Target Kafka (via Kafka Connect)

Dbvisit Replicate and the Dbvisit Replicate Connector for Kafka

Dbvisit Replicate supports the streaming of Oracle database change data (inserts, deletes, updates and limited DDL) to Kafka as a target, via an open source Java connector, initiated by the Dbvisit team - the Dbvisit Replicate Connector for Kafka. This connector runs within the Kafka Connect framework developed by Confluent, which itself can be thought of as an import/export layer for Kafka, simplifying both data ingest and output to various endpoints, from Kafka.

Overview

Dbvisit Replicate's MINE process generates PLOG files in the regular manner and delivers these to a location accessible by the Replicate Connector for Kafka. In this configuration there is no partner APPLY process that runs, as the Replicate Connector effectively picks up this function. The connector itself runs within the Kafka Connect framework, and we recommend installing the Confluent Platform for this. Key resources are listed below:

Notes and Limitations

NOTE

  • Only limited DDL replication is currently supported for Kafka as a target (add tables, add column, remove column).
  • Two-way replication with Kafka (as also for other non-Oracle targets) is not currently supported.
———
## SET EXERCISE
Output the Kafka connector passage exactly, starting with "Notes and Limitations" and going on through "not currently supported.".

## DATA SHOWN
———
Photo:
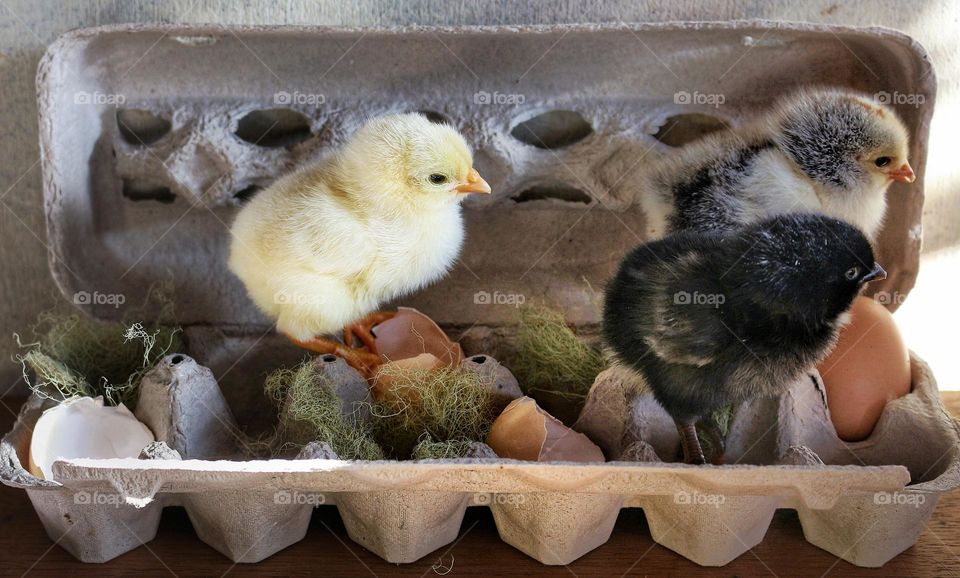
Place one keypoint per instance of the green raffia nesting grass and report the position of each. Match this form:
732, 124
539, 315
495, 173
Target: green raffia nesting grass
———
## TASK SOLUTION
Notes and Limitations

NOTE

  • Only limited DDL replication is currently supported for Kafka as a target (add tables, add column, remove column).
  • Two-way replication with Kafka (as also for other non-Oracle targets) is not currently supported.